#### TASK INPUTS:
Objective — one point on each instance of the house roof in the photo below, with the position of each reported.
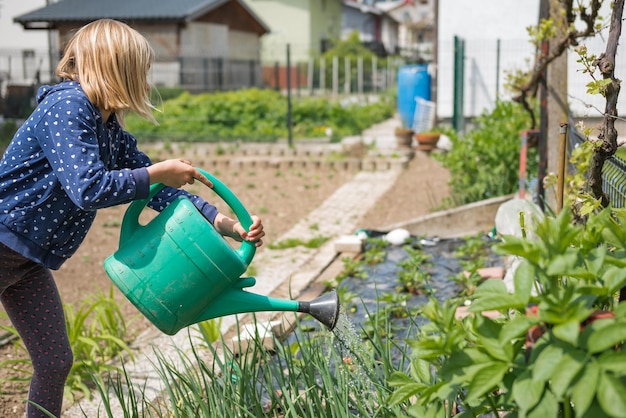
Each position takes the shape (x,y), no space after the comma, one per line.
(135,10)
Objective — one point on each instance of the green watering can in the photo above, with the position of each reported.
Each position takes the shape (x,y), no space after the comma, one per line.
(178,270)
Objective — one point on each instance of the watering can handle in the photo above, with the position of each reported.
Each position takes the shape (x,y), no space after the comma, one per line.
(130,224)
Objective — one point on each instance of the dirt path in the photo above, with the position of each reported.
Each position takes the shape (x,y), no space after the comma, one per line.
(280,196)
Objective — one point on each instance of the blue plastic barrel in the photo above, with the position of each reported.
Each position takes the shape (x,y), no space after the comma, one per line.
(413,82)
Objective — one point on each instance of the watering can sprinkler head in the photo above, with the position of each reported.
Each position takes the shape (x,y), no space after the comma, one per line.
(325,309)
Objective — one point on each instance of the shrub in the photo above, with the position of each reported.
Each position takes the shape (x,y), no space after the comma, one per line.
(485,162)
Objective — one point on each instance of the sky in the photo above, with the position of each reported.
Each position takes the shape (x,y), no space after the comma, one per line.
(11,34)
(484,19)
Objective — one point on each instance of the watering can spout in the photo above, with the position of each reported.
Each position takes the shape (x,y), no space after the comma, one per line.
(325,309)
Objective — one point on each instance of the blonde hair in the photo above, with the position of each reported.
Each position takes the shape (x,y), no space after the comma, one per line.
(111,61)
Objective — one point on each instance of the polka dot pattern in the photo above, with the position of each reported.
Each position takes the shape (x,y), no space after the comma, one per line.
(31,299)
(63,164)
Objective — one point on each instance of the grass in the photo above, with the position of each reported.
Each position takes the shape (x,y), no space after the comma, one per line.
(315,374)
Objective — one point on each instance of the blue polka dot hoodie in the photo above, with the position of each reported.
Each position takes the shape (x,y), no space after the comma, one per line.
(63,164)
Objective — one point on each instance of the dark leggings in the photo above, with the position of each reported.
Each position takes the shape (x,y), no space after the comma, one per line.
(31,299)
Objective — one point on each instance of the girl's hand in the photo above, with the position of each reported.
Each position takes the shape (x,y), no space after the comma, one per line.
(233,228)
(255,234)
(176,173)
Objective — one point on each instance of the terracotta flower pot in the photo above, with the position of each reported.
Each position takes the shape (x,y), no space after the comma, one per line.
(404,137)
(427,141)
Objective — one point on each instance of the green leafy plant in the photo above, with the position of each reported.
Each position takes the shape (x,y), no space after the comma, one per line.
(557,347)
(413,275)
(485,162)
(256,115)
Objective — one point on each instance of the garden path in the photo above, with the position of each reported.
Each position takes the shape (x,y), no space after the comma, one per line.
(369,197)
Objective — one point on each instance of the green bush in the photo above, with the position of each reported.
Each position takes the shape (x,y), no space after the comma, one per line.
(485,162)
(557,348)
(257,115)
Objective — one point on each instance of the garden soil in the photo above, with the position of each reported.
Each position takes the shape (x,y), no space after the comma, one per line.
(279,194)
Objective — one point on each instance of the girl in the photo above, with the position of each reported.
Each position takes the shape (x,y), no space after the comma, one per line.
(70,158)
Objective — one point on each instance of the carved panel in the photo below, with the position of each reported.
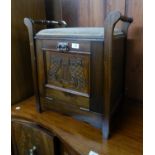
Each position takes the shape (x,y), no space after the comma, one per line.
(67,70)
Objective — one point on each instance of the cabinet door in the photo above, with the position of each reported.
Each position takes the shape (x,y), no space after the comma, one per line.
(29,139)
(63,76)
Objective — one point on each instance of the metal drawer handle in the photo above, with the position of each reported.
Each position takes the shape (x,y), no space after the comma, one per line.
(33,150)
(63,46)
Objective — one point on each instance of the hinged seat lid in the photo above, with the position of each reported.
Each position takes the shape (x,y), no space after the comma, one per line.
(76,32)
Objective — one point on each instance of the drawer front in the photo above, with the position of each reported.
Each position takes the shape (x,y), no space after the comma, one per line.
(63,75)
(27,139)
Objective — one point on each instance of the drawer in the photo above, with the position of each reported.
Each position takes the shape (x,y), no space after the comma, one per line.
(74,45)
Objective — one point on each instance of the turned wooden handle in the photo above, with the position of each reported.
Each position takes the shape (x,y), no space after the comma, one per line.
(126,19)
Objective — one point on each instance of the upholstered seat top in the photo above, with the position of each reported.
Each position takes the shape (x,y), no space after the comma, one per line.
(76,32)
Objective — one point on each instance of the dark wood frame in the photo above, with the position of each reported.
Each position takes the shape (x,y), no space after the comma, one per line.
(110,22)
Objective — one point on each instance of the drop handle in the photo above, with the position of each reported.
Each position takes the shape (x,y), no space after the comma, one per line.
(63,46)
(33,151)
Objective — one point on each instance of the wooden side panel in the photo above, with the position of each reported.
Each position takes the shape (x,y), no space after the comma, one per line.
(134,69)
(21,75)
(96,103)
(26,137)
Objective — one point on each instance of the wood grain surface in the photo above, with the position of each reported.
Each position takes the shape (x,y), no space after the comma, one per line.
(126,136)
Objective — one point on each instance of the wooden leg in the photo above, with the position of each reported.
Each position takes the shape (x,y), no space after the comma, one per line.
(105,128)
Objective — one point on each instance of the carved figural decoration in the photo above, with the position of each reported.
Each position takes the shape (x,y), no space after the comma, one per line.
(67,70)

#### TASK TO CARRY OUT:
Each line in the listing above that includes the word "girl" needs to be copied out.

#### WRITTEN SOLUTION:
Objective — one point on each instance of the girl's hand in the photo above, with the position of each reported.
Objective — one point on each instance of the girl in the photo above, with the position of each reported.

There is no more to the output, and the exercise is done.